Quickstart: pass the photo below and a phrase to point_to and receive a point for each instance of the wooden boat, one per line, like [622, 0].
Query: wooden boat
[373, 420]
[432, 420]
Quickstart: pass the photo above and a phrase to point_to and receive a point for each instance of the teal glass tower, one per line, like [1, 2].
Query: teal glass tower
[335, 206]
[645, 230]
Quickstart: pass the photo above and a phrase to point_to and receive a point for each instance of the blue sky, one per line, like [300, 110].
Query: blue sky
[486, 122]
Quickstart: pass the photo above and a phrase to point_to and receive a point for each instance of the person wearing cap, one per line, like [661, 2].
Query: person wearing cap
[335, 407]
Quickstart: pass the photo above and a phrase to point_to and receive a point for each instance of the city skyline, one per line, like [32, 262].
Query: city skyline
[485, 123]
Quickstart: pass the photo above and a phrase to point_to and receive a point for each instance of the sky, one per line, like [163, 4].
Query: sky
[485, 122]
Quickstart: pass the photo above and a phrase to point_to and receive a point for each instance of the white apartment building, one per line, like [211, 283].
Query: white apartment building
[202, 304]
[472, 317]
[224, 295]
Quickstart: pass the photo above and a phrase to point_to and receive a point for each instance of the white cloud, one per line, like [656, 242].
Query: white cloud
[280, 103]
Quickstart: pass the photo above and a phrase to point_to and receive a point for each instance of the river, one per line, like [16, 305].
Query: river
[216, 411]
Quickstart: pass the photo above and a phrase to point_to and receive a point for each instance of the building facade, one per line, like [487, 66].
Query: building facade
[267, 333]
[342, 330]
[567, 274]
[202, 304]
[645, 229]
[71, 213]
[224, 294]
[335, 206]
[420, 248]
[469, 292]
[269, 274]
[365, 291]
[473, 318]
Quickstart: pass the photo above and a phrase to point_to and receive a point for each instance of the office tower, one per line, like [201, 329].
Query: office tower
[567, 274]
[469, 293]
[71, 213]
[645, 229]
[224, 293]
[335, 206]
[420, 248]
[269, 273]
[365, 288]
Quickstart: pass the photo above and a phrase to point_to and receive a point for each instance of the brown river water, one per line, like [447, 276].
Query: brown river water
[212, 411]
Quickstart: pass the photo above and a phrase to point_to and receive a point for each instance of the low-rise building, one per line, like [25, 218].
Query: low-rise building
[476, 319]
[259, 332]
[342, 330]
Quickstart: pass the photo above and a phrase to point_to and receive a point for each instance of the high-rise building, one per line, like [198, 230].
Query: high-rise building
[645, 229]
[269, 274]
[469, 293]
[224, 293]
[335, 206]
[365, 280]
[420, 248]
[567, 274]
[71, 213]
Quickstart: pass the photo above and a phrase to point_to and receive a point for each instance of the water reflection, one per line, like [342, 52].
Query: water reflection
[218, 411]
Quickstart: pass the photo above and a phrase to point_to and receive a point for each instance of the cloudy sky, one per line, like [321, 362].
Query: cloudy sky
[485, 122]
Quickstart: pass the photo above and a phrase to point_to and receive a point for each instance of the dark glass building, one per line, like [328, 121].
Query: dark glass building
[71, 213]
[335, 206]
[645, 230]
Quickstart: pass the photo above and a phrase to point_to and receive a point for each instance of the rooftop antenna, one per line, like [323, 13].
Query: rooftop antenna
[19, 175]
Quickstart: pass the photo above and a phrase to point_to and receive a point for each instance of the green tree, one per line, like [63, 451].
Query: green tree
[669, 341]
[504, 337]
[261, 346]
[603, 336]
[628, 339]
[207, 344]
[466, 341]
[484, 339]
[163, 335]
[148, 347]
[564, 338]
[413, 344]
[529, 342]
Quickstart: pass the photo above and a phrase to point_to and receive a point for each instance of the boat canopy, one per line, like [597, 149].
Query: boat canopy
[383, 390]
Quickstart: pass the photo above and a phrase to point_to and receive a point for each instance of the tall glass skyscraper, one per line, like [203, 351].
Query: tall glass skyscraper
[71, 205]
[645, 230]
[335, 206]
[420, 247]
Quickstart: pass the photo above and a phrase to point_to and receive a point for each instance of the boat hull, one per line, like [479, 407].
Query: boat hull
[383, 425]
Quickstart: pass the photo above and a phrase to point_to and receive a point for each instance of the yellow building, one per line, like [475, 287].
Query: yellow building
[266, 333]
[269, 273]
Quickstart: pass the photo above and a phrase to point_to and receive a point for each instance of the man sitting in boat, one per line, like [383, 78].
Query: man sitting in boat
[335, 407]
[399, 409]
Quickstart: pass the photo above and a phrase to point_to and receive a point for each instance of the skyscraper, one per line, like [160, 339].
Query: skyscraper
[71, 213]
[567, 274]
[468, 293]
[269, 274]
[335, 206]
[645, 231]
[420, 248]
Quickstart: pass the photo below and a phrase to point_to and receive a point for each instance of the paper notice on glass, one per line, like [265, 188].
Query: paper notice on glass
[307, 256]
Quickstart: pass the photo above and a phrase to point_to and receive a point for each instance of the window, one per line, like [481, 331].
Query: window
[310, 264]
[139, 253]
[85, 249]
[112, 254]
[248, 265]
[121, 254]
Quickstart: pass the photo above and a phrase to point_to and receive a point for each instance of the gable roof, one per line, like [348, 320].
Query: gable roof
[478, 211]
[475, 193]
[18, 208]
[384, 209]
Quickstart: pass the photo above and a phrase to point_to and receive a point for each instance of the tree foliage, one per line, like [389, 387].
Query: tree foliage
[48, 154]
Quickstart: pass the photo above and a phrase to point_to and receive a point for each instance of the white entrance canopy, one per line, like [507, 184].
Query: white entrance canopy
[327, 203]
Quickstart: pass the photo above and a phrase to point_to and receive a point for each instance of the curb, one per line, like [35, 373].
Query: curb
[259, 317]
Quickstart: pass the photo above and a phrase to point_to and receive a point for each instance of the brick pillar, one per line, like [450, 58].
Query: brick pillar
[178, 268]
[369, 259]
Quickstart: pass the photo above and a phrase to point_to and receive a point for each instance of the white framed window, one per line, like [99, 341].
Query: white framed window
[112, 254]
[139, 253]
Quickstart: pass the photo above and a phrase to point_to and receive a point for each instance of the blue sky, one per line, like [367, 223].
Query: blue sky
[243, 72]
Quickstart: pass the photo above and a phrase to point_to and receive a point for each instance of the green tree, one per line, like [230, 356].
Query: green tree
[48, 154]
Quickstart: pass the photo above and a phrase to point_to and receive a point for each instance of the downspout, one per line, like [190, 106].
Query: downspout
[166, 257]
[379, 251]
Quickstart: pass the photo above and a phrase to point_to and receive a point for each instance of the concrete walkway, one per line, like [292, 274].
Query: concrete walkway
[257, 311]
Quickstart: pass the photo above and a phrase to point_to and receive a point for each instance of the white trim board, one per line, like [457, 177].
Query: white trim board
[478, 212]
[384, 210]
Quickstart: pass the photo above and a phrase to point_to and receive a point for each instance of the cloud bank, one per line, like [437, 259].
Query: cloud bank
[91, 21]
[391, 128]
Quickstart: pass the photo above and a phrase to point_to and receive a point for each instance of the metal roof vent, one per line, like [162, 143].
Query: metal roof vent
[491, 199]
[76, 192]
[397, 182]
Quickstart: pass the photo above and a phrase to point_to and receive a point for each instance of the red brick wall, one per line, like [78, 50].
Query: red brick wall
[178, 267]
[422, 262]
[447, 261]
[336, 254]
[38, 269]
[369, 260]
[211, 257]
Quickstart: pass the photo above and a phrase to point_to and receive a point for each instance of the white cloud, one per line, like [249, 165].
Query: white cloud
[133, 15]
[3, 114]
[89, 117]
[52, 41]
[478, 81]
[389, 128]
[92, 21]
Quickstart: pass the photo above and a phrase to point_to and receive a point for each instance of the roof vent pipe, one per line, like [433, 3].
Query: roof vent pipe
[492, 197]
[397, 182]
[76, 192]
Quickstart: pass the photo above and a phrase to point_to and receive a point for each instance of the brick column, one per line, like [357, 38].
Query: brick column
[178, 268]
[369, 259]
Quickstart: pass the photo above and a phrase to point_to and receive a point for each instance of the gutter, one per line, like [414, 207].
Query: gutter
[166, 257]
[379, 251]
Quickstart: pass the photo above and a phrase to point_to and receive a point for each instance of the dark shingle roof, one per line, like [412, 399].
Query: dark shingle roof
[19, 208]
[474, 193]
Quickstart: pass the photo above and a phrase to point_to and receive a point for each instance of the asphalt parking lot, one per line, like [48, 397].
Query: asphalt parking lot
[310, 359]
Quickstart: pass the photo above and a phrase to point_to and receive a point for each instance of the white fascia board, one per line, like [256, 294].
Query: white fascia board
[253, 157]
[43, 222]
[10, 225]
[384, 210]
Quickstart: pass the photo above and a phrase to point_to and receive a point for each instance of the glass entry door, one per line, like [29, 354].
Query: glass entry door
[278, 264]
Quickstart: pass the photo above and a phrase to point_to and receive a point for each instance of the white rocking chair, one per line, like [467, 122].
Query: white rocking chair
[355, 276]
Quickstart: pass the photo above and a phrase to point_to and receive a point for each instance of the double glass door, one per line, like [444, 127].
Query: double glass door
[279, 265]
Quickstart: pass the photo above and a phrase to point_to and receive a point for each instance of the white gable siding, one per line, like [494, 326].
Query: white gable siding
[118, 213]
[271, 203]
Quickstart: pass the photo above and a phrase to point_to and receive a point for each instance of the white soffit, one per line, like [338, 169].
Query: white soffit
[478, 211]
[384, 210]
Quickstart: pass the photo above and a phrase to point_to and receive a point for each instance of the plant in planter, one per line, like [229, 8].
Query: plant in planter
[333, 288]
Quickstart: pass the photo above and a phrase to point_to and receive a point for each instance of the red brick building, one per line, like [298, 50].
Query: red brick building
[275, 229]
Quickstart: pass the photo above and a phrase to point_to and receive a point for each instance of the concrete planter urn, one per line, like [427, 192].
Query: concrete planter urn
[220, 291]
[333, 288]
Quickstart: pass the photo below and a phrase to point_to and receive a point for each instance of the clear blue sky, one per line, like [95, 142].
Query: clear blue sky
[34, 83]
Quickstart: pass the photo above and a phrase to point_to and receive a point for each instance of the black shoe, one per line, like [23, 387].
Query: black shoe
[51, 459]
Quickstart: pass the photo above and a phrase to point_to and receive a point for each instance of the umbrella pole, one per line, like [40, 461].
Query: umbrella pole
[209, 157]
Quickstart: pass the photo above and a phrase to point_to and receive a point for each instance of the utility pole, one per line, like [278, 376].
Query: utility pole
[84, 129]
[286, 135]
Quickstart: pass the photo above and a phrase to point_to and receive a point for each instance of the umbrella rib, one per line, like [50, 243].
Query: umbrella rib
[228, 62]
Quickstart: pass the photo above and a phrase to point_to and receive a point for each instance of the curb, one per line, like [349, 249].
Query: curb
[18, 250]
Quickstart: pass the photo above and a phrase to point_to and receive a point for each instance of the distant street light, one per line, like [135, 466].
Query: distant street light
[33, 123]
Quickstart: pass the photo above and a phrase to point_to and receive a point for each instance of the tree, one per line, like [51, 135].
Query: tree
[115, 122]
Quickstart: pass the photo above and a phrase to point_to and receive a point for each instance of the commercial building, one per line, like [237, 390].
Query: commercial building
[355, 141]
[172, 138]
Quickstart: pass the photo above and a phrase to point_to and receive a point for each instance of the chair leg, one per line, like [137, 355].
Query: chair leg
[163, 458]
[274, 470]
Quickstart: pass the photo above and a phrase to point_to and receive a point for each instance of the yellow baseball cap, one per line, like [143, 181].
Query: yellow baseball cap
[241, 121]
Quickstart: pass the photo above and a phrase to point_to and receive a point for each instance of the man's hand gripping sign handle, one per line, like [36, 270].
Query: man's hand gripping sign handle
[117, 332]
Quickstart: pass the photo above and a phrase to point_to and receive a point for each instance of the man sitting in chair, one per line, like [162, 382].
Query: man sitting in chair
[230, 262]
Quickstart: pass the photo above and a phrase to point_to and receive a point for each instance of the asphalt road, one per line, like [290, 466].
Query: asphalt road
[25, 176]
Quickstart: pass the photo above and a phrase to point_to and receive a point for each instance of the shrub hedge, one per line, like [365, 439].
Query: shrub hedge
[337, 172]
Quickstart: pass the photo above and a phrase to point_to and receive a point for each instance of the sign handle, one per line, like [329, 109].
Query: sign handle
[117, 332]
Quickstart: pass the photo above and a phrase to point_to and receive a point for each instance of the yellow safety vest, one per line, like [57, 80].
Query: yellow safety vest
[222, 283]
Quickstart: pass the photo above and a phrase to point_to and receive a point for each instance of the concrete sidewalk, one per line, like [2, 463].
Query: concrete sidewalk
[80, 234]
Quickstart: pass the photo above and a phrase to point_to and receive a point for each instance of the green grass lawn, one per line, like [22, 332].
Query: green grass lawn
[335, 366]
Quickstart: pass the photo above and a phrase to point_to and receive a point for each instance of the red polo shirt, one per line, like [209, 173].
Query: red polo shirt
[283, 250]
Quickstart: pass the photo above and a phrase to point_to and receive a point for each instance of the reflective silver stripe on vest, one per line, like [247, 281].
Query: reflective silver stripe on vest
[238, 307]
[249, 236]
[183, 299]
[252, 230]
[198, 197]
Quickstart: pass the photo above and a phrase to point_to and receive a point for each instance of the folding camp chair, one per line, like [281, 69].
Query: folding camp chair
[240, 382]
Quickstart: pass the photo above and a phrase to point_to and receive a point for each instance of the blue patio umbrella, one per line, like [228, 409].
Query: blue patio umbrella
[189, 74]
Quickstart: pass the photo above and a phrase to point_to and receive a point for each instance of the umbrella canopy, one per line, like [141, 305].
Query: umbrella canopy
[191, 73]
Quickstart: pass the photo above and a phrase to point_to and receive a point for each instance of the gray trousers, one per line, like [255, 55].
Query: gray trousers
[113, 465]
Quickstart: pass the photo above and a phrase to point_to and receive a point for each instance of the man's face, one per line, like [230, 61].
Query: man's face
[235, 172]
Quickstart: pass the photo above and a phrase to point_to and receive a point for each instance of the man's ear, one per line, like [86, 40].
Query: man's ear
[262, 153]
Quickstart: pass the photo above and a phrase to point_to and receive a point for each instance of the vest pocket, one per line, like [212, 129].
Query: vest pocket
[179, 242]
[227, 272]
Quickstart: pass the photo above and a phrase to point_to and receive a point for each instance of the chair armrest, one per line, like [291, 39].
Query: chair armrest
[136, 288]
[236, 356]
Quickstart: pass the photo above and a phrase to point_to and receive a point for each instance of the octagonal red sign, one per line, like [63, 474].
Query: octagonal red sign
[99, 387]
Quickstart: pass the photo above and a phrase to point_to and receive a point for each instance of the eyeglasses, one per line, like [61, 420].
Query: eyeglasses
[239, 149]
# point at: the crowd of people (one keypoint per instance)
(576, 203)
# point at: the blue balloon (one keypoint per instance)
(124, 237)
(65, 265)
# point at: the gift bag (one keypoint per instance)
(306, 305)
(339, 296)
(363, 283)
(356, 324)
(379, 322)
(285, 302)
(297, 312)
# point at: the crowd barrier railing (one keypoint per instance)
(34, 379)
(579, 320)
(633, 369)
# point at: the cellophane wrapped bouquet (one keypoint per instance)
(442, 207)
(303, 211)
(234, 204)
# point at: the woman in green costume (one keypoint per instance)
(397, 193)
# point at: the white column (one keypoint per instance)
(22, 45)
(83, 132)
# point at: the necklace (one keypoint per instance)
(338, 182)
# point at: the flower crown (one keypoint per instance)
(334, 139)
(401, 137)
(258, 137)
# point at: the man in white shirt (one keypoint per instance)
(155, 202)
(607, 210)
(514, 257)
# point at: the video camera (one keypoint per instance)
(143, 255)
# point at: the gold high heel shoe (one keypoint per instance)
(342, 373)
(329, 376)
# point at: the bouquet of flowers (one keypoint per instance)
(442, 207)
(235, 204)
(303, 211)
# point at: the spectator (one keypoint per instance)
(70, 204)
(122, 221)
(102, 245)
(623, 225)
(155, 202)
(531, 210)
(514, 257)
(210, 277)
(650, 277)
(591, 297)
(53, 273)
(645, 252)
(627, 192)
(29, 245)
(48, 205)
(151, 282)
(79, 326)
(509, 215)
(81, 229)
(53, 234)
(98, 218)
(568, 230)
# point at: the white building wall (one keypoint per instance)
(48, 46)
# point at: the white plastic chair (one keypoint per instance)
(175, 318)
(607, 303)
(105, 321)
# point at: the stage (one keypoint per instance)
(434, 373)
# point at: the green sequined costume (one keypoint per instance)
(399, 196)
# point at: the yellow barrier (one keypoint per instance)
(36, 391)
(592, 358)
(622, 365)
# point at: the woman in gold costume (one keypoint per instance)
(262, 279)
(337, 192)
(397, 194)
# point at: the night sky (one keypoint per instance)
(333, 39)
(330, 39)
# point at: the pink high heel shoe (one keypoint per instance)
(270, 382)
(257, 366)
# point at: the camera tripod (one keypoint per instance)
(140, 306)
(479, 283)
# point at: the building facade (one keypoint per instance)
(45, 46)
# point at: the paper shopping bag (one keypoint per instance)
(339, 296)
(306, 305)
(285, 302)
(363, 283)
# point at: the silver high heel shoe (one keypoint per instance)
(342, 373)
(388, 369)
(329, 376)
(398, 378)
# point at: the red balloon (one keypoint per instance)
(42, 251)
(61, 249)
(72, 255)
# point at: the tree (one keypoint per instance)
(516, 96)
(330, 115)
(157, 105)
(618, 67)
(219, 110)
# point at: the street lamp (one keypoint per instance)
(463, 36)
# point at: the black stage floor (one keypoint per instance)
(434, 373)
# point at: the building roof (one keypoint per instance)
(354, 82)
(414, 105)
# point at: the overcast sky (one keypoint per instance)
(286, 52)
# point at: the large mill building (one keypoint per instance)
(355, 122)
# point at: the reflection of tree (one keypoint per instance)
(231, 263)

────────────────

Rewrite the stretch from the line containing "# point at: the overcast" through the end of the records, renaming "keypoint" to "marker" and leaving everything else unchanged.

# point at: the overcast sky (one marker per instance)
(286, 52)
# point at: the large mill building (one marker per instance)
(355, 122)
# point at: the reflection of tree (one marker per instance)
(231, 263)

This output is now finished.